━━━━━ Extract to read

Emotional abuse is a serious type of domestic violence found in many relationships. Like other types of abuse, it is a tool the abuser uses to maintain control over their partner. Here are some red flags of emotional abuse:
Does your partner –
- Insult you or call you names?
- Continually criticize or belittle you?
- Tell you that you aren’t good enough? (smart enough, pretty enough, etc)
- Blame you for their outbursts?
- Monitor where you go and who you talk to?
- Constantly accuse you of cheating on them?
If any of these situations sound familiar, you may be experiencing emotional abuse in your relationship. There is never any excuse to be abusive towards a partner. You do not deserve to be abused.
Emotional Abuse During COVID-19
Financial worries and stress related to the pandemic may be contributing to incidences of emotional abuse. Some new ways we are seeing emotional abuse during the pandemic include –
- Keeping you away from your children or family under the pretense of social distancing.
- Using a COVID positive test as a weapon to control you or threaten you.
- Not allowing you to go to the doctor or get a COVID test.
- Increased outbursts of verbal abuse.
While fleeing domestic violence during the COVID-19 pandemic can be more complicated, it is still possible. Your safety is important.
If you are experiencing emotional abuse or any other domestic violence, here are some steps you can take.
Prepare a Safety Plan
A safety plan is a personal plan to help you stay safe in domestic violence. You can find a guide to creating a safety plan here. You can also create a safety plan with an advocate by calling the Peace at Home Family Shelter Crisis Hotline 24/7 at 479.442.9811.

━━━━━━━━━━

### Activity
Please write out the passage of the emotional abuse page from "- Continually criticize" to "or threaten you.", word for word.

━━━━━ Extracted information

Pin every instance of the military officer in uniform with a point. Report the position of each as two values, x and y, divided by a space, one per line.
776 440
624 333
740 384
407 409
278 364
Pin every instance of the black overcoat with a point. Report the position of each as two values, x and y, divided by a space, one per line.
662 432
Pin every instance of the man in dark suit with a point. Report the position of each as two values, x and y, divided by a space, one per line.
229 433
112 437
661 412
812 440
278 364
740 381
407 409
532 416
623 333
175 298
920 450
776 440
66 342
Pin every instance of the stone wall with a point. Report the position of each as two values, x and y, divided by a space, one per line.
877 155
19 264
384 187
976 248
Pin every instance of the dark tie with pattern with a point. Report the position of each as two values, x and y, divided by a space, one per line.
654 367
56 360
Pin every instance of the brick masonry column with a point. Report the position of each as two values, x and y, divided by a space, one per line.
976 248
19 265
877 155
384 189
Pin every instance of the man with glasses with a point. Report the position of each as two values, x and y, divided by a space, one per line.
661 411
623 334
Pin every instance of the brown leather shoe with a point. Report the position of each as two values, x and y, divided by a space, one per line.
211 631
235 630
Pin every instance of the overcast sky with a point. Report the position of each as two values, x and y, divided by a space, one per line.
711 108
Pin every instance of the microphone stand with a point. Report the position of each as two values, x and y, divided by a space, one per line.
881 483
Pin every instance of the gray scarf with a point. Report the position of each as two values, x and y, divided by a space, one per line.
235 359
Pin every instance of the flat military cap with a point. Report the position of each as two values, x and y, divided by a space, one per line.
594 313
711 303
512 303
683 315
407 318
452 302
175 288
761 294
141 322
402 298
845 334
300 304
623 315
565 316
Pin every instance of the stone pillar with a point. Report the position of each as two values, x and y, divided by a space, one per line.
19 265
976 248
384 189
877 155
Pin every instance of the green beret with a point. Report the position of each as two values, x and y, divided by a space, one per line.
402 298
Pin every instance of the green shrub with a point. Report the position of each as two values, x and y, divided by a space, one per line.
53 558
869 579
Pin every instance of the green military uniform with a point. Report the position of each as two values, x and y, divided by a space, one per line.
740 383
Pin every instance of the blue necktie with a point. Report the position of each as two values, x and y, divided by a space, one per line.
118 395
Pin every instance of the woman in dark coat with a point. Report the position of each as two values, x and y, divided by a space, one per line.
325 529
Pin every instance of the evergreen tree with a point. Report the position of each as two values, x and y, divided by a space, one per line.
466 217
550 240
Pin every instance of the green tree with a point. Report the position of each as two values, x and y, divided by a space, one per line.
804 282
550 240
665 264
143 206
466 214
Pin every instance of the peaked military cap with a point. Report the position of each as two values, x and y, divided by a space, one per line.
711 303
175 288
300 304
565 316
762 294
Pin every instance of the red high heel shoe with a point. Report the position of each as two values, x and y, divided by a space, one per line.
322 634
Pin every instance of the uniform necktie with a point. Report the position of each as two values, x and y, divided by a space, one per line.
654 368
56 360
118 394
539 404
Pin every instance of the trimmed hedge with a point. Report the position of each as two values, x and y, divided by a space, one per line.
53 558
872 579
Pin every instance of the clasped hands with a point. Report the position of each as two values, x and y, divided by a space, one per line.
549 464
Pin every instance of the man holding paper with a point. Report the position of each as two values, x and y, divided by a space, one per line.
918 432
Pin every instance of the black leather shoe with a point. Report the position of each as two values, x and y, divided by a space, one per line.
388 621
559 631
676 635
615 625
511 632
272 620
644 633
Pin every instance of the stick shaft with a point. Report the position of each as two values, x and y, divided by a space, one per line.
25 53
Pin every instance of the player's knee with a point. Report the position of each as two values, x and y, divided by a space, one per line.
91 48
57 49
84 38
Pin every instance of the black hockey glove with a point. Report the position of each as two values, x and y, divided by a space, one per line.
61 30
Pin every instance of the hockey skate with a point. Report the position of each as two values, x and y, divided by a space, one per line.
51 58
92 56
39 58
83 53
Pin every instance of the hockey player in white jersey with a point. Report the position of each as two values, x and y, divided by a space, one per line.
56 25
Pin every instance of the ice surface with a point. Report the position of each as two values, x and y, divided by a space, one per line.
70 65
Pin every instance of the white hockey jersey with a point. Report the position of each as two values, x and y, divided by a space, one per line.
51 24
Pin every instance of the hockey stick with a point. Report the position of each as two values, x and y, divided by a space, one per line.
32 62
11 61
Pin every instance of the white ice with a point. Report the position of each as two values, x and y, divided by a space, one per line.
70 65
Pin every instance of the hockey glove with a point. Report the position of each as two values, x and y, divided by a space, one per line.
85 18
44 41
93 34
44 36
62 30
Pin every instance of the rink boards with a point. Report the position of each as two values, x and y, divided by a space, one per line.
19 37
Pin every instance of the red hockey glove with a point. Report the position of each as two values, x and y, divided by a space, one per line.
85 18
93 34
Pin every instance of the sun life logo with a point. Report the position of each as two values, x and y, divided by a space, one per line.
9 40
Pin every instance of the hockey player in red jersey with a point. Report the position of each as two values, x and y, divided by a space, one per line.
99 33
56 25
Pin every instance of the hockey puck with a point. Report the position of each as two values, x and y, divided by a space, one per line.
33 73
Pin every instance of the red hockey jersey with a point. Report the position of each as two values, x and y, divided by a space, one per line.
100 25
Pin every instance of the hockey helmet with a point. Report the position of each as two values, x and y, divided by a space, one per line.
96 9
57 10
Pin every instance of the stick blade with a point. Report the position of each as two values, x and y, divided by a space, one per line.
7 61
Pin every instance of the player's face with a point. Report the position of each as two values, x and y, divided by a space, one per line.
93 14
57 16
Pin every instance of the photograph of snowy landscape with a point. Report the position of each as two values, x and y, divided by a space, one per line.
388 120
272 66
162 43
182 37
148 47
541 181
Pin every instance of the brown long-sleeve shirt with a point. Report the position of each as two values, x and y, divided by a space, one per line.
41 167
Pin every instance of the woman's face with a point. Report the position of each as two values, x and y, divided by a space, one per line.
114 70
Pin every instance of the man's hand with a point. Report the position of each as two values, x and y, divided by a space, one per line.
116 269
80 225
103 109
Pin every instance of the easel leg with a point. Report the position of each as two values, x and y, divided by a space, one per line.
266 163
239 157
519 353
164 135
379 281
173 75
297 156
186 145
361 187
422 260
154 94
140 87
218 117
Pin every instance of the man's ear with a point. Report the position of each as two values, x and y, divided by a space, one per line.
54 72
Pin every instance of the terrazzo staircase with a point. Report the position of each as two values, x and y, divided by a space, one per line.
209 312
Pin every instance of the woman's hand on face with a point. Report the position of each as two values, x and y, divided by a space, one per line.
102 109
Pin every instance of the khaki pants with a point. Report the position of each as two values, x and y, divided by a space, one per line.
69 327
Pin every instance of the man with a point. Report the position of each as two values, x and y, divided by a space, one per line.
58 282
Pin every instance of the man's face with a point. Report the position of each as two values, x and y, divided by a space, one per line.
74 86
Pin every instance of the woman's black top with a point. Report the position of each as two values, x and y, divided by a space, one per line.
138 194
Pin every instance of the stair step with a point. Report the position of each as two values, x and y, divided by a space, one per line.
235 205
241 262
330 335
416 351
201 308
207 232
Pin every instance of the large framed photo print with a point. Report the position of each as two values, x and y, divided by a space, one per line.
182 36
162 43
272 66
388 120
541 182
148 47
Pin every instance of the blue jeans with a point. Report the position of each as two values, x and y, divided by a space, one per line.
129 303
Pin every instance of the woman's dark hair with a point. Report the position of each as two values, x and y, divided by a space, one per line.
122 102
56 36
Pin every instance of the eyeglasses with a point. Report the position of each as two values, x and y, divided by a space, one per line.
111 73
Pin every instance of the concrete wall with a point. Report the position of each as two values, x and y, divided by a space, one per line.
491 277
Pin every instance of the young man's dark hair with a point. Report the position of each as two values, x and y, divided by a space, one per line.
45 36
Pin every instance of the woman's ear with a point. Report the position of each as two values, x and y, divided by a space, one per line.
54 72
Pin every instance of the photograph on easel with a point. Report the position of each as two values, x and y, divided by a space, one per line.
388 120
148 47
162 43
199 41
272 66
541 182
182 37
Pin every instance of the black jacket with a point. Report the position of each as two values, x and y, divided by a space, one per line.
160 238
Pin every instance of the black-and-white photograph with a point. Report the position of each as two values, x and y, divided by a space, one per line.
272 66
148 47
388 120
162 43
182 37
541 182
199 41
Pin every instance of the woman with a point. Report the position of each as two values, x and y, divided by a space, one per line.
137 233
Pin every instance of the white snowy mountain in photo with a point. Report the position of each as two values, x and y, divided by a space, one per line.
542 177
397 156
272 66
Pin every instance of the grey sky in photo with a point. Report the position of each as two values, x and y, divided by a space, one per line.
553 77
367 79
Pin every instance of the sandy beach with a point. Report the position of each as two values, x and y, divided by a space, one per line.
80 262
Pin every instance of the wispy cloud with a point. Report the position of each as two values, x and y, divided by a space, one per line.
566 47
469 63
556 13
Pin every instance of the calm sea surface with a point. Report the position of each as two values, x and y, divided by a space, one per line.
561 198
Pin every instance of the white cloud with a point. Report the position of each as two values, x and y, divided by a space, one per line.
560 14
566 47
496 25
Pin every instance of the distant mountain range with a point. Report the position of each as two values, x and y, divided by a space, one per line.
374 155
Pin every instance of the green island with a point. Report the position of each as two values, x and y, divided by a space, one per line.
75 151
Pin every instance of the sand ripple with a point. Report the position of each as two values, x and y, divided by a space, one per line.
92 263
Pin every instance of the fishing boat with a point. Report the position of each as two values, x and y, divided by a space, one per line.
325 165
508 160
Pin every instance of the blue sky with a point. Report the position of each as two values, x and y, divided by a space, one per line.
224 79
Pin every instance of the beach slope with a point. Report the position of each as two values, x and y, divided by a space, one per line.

━━━━━━━━━━

### Response to this task
- Continually criticize or belittle you?
- Tell you that you aren’t good enough? (smart enough, pretty enough, etc)
- Blame you for their outbursts?
- Monitor where you go and who you talk to?
- Constantly accuse you of cheating on them?
If any of these situations sound familiar, you may be experiencing emotional abuse in your relationship. There is never any excuse to be abusive towards a partner. You do not deserve to be abused.
Emotional Abuse During COVID-19
Financial worries and stress related to the pandemic may be contributing to incidences of emotional abuse. Some new ways we are seeing emotional abuse during the pandemic include –
- Keeping you away from your children or family under the pretense of social distancing.
- Using a COVID positive test as a weapon to control you or threaten you.